* [RECORDS FOR THIS TASK]:
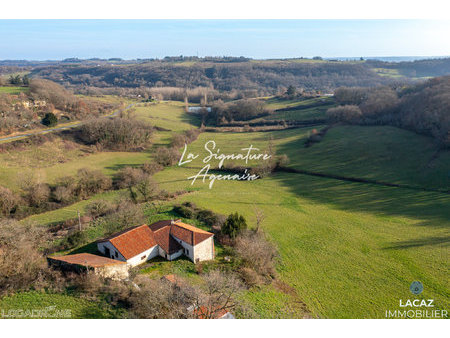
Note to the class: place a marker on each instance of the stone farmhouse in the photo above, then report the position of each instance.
(168, 239)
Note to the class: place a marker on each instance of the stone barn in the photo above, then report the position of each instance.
(168, 239)
(83, 262)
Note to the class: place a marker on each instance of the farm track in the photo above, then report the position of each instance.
(51, 130)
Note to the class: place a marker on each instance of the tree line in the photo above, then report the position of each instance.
(423, 108)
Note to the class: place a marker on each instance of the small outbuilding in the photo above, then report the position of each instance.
(83, 262)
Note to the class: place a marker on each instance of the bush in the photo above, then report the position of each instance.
(50, 120)
(22, 264)
(125, 215)
(37, 194)
(234, 225)
(348, 113)
(91, 182)
(167, 156)
(208, 217)
(184, 211)
(152, 168)
(74, 240)
(8, 201)
(116, 133)
(99, 208)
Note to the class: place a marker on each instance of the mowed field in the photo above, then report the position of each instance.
(349, 250)
(12, 90)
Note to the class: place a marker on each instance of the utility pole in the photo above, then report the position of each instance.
(79, 219)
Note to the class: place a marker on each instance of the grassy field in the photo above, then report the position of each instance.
(349, 250)
(12, 90)
(345, 259)
(21, 303)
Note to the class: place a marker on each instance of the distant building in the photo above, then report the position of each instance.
(168, 239)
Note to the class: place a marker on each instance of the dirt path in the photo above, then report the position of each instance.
(51, 130)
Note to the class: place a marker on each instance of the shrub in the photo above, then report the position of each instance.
(22, 264)
(347, 113)
(184, 211)
(91, 182)
(8, 201)
(256, 253)
(116, 133)
(208, 217)
(234, 225)
(152, 168)
(50, 120)
(167, 156)
(127, 177)
(37, 194)
(74, 240)
(99, 208)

* [REQUIRED WORK]:
Write out the material above again, word for word, minus its pictures.

* [RESULT OF THE EXERCISE]:
Note to the class: place a marker on each instance of the stone farmhouse in the photo above, then report the position of each instance.
(168, 239)
Note to the class: place a marker on each instance of the stone barn in the photo above, then report the position of each instance.
(168, 239)
(83, 262)
Note to the class: place a marker on each instance of the farm track in the photo above, then report the position of each instance.
(51, 130)
Note to the class: place a marker on each instance of the tree line in the photo above, then report the position of each instance.
(423, 108)
Note to the class: place a marker on each instance of the small outbuilding in the photo above, then report the position of each instance.
(83, 262)
Note to the class: place a marker on each instance of the bush in the photo above, then report the position of each instance.
(50, 120)
(22, 264)
(125, 215)
(37, 194)
(234, 225)
(348, 113)
(91, 182)
(167, 156)
(208, 217)
(184, 211)
(152, 168)
(74, 240)
(8, 201)
(116, 133)
(99, 208)
Note to the class: place a marker on each instance of the mowed field in the photo above, then report the position of each instance.
(349, 250)
(12, 90)
Note to the class: place a marker on each instance of the utility pole in the photo above, then report the position of each instance.
(79, 219)
Note to the class: place a marker on each instance of the grassy field in the photo above, then report the position of each instance.
(349, 250)
(12, 90)
(345, 259)
(21, 303)
Note to the class: place a marker on each instance of the distant building in the photo above, then report the position of each instance.
(168, 239)
Note to the class: place a marker on each instance of the dirt path in the photo above, then report the position of each instance.
(51, 130)
Note to the class: place a marker on each instance of the shrub in the photo above, then report the position of each instance.
(22, 264)
(347, 113)
(184, 211)
(91, 182)
(8, 201)
(256, 253)
(116, 133)
(208, 217)
(234, 225)
(152, 168)
(50, 120)
(167, 156)
(127, 177)
(37, 194)
(74, 240)
(99, 208)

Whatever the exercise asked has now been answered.